5-8 OCTOBER 2024
ASIAN PROJECT MARKET
Asian Project Market

Completed Projects

Completed Projects

 

Back to list Hanging Gardens
Country/Region Iraq / Egypt / Palestine / Saudi Arabia / Lebanon / United Kingdom
Director Ahmed Yassin AL DARADJI
Producer Huda AL KADHIMI / Margaret GLOVER / Shaker K. TAHRER
Writer Ahmed Yassin AL DARADJI
Production Company Ishtar Iraq Film Production
Completed Year 2022
Genre Coming-of-Age Drama
Running time 90′
APM Selected Year 2020
Director’s Profile
Iraqi writer-director Ahmed Yassin Al Daradji is an alumnus of Berlinale Talents 2018 and London Film School, where he received an MA with distinction for Children of God (2013), a multi-award-winning short set in the same Baghdad community as his debut feature, Hanging Gardens. In 2015, Ahmed began work on a feature documentary, The Servant of Baghdad, which received development support through Greenhouse Film Centre. UK-based Stray (Ahmed Yassin Al Daradji, Jessica Kelly, 2017) premiered in London at the East End Film Festival 2017 and went on to have a successful festival run. Hanging Gardens was selected for Rawi Screenwriters’ Lab and Med Film Factory in 2017, and was short-listed for a development award at El Gouna Film Festival 2018 and at Malmo Arab Film Festival Market Forum 2020.

═══

== TASKS TO COMPLETE ==
1: Repeat the Hanging Gardens project page word for word, from start to finish.
2: Reproduce the entries from the very first one through the line containing "[162,293,434,342]", both ends included, and nothing else.

== INPUT FOR THIS TASK ==
═══

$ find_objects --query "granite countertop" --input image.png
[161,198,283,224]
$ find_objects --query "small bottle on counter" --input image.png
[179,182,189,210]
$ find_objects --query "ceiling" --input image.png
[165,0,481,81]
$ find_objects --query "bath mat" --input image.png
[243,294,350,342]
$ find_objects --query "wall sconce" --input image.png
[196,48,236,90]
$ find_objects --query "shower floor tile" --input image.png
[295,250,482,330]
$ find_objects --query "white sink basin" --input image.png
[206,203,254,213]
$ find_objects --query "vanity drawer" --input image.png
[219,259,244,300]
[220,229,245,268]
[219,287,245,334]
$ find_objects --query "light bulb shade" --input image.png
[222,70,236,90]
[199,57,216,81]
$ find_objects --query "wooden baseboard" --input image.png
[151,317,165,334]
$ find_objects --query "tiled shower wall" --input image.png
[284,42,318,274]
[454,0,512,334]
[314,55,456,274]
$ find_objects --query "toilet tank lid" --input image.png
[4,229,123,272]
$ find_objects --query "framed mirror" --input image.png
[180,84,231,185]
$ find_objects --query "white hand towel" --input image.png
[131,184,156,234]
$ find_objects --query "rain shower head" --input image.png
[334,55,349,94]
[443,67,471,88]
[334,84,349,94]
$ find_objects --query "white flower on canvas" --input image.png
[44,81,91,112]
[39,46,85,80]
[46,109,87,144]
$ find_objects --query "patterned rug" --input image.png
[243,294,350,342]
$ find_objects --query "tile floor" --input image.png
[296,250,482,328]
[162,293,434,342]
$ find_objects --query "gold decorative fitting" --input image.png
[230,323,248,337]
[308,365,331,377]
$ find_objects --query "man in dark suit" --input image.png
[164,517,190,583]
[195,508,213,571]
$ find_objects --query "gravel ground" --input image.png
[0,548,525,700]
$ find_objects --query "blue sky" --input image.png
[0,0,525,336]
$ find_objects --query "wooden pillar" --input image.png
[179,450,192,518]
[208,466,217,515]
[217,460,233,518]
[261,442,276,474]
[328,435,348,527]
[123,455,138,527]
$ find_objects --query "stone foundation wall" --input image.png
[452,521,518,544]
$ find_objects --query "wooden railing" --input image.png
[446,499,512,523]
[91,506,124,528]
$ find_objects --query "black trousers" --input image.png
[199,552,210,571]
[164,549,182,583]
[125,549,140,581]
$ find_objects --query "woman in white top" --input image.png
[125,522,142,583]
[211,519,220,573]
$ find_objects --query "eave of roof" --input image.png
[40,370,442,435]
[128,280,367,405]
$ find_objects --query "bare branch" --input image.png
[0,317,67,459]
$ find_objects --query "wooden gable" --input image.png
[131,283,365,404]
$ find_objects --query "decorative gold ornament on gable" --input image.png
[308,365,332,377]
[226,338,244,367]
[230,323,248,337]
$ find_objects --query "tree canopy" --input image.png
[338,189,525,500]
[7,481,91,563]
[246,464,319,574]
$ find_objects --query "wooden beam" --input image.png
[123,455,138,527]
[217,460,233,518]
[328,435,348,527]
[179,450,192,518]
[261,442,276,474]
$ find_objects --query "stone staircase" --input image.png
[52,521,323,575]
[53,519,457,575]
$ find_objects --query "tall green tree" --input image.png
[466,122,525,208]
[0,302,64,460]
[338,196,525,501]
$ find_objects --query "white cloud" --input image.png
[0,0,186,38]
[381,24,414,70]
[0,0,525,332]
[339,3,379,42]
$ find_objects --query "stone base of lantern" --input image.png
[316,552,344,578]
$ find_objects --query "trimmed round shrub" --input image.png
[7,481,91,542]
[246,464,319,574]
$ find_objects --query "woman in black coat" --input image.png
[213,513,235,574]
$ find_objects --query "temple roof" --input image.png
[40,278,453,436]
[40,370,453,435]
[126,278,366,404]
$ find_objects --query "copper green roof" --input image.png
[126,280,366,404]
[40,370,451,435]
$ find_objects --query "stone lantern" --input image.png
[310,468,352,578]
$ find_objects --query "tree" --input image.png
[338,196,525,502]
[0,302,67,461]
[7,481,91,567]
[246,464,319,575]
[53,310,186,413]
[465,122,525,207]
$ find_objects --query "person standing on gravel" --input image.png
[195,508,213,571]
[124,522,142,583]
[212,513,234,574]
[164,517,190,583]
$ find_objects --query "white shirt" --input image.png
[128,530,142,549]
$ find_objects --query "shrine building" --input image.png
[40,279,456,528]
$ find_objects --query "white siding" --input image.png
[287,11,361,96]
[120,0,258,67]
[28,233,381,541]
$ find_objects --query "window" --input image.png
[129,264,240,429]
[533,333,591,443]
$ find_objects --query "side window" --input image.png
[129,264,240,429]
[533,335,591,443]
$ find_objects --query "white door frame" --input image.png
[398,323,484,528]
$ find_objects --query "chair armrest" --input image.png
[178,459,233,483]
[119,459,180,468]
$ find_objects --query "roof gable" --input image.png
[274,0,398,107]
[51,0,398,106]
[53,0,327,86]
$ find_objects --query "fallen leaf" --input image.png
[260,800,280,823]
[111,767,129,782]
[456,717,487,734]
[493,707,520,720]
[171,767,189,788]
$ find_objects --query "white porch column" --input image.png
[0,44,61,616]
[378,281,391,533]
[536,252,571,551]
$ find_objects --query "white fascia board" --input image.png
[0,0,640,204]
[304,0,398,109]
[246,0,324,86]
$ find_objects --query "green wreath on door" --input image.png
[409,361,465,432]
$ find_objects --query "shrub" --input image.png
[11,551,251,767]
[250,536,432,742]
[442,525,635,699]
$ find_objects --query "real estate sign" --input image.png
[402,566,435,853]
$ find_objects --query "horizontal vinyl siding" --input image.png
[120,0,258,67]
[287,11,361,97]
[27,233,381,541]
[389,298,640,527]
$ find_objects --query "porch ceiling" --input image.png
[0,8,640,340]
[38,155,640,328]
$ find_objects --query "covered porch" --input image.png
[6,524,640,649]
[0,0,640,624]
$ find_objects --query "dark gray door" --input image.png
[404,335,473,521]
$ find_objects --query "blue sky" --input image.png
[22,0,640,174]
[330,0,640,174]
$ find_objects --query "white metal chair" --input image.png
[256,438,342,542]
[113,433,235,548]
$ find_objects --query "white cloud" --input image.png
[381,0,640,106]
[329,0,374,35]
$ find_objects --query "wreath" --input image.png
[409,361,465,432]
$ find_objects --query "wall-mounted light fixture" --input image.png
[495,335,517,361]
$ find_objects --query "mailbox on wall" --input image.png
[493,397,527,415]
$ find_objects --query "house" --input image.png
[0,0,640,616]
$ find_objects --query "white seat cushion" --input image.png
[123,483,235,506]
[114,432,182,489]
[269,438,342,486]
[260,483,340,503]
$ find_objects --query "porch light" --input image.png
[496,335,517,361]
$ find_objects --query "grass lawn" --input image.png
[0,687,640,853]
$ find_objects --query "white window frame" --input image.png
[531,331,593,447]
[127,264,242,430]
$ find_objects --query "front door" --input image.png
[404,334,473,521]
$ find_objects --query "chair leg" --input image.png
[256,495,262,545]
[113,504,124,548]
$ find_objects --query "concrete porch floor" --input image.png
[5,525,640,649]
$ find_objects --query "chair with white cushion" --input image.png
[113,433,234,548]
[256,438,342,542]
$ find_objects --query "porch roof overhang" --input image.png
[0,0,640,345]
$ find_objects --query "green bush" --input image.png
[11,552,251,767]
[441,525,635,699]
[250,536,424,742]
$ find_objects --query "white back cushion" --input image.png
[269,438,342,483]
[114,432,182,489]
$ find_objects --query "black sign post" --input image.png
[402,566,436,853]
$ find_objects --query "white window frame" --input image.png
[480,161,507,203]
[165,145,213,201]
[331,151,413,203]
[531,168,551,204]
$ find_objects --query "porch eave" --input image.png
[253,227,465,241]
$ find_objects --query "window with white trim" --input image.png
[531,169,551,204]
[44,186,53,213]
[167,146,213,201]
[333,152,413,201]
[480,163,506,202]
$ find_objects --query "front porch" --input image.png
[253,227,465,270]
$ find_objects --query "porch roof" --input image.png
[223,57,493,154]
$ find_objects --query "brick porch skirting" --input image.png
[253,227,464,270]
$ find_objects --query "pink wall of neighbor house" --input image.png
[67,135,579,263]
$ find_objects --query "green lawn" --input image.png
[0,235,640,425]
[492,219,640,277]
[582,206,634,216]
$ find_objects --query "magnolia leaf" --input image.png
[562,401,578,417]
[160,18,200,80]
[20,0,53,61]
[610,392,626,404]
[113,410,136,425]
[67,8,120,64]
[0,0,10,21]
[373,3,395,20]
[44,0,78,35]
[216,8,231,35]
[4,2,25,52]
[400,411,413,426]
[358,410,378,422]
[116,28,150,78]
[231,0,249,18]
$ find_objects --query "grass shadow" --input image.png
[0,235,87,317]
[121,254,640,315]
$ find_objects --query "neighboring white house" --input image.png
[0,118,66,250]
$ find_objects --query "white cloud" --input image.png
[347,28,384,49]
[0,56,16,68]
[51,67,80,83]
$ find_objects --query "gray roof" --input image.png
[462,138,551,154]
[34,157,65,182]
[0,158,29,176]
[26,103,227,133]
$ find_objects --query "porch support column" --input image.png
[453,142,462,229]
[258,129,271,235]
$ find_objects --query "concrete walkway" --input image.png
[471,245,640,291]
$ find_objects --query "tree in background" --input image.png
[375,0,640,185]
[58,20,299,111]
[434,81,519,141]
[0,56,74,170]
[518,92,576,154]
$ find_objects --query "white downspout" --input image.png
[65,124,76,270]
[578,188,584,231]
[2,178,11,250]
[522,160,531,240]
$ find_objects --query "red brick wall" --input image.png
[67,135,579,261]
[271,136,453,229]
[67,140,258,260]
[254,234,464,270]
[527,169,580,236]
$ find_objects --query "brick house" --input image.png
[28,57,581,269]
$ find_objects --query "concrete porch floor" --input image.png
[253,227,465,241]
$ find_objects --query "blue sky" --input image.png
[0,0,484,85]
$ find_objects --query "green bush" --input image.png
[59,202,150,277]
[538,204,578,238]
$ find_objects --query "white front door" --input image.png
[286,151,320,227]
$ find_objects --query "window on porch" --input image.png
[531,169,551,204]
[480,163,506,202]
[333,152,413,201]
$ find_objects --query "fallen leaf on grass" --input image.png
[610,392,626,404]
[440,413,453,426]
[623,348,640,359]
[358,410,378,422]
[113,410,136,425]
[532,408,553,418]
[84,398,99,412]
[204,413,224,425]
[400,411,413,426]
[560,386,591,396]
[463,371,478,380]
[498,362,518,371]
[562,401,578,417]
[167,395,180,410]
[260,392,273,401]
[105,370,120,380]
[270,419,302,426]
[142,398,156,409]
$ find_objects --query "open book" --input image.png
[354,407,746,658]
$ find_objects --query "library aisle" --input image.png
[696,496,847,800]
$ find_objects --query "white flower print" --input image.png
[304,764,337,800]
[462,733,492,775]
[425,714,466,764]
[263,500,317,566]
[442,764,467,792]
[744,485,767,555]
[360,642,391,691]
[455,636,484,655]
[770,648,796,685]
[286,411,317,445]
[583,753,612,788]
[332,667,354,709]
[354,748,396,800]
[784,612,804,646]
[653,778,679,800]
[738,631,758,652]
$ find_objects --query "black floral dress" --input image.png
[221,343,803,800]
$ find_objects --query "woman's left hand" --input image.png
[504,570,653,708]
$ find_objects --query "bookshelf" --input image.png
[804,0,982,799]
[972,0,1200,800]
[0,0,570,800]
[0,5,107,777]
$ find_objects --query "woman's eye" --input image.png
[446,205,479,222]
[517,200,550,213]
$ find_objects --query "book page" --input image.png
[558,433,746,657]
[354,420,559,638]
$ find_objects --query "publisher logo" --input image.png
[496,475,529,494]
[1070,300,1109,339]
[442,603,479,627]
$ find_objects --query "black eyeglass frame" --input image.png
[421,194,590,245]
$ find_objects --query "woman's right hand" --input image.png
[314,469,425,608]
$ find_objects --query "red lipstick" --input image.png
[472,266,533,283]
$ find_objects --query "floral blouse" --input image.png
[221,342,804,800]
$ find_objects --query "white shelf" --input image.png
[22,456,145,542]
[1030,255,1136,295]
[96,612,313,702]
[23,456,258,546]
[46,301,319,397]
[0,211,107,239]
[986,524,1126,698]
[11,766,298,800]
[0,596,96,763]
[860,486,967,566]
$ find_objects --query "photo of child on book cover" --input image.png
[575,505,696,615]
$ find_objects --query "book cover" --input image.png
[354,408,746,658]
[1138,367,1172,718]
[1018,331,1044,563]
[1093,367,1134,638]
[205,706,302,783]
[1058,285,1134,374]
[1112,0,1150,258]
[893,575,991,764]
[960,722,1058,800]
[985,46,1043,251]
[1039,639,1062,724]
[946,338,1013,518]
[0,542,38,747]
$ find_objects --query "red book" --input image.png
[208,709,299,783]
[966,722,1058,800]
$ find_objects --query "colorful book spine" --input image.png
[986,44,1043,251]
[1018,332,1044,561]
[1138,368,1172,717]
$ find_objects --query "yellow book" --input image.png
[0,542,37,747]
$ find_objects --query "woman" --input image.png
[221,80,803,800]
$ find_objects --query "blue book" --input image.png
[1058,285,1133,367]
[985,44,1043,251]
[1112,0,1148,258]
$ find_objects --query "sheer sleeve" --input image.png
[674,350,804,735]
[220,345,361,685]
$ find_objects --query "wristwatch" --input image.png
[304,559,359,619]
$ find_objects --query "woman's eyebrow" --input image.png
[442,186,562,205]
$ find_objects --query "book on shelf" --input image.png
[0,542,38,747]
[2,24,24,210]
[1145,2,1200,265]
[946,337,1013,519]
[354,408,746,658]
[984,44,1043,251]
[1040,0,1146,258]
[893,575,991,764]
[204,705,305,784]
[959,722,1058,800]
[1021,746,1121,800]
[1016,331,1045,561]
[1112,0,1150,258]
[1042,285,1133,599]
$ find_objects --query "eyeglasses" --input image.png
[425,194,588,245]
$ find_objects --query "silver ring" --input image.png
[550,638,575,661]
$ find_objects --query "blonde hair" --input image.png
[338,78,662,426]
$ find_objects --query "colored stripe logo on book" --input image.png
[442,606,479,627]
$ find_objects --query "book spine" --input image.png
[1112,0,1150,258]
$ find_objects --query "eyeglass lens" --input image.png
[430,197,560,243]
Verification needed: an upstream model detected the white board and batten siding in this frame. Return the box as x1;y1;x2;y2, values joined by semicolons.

═══

== SOLUTIONS PER TASK ==
1:
5-8 OCTOBER 2024
ASIAN PROJECT MARKET
Asian Project Market

Completed Projects

Completed Projects

 

Back to list Hanging Gardens
Country/Region Iraq / Egypt / Palestine / Saudi Arabia / Lebanon / United Kingdom
Director Ahmed Yassin AL DARADJI
Producer Huda AL KADHIMI / Margaret GLOVER / Shaker K. TAHRER
Writer Ahmed Yassin AL DARADJI
Production Company Ishtar Iraq Film Production
Completed Year 2022
Genre Coming-of-Age Drama
Running time 90′
APM Selected Year 2020
Director’s Profile
Iraqi writer-director Ahmed Yassin Al Daradji is an alumnus of Berlinale Talents 2018 and London Film School, where he received an MA with distinction for Children of God (2013), a multi-award-winning short set in the same Baghdad community as his debut feature, Hanging Gardens. In 2015, Ahmed began work on a feature documentary, The Servant of Baghdad, which received development support through Greenhouse Film Centre. UK-based Stray (Ahmed Yassin Al Daradji, Jessica Kelly, 2017) premiered in London at the East End Film Festival 2017 and went on to have a successful festival run. Hanging Gardens was selected for Rawi Screenwriters’ Lab and Med Film Factory in 2017, and was short-listed for a development award at El Gouna Film Festival 2018 and at Malmo Arab Film Festival Market Forum 2020.

2:
$ find_objects --query "granite countertop" --input image.png
[161,198,283,224]
$ find_objects --query "small bottle on counter" --input image.png
[179,182,189,210]
$ find_objects --query "ceiling" --input image.png
[165,0,481,81]
$ find_objects --query "bath mat" --input image.png
[243,294,350,342]
$ find_objects --query "wall sconce" --input image.png
[196,48,236,90]
$ find_objects --query "shower floor tile" --input image.png
[295,250,482,330]
$ find_objects --query "white sink basin" --input image.png
[206,203,254,213]
$ find_objects --query "vanity drawer" --input image.png
[219,259,244,300]
[220,229,245,268]
[219,287,245,334]
$ find_objects --query "light bulb shade" --input image.png
[222,70,236,90]
[199,57,216,81]
$ find_objects --query "wooden baseboard" --input image.png
[151,317,165,334]
$ find_objects --query "tiled shower wall" --input image.png
[284,42,318,274]
[454,0,512,334]
[314,55,456,274]
$ find_objects --query "toilet tank lid" --input image.png
[4,229,123,272]
$ find_objects --query "framed mirror" --input image.png
[180,84,231,185]
$ find_objects --query "white hand towel" --input image.png
[131,184,156,234]
$ find_objects --query "rain shower head" --input image.png
[334,55,349,94]
[443,67,471,88]
[334,84,349,94]
$ find_objects --query "white flower on canvas" --input image.png
[44,81,91,112]
[39,46,85,80]
[46,109,87,144]
$ find_objects --query "patterned rug" --input image.png
[243,294,350,342]
$ find_objects --query "tile floor" --input image.png
[296,250,482,328]
[162,293,434,342]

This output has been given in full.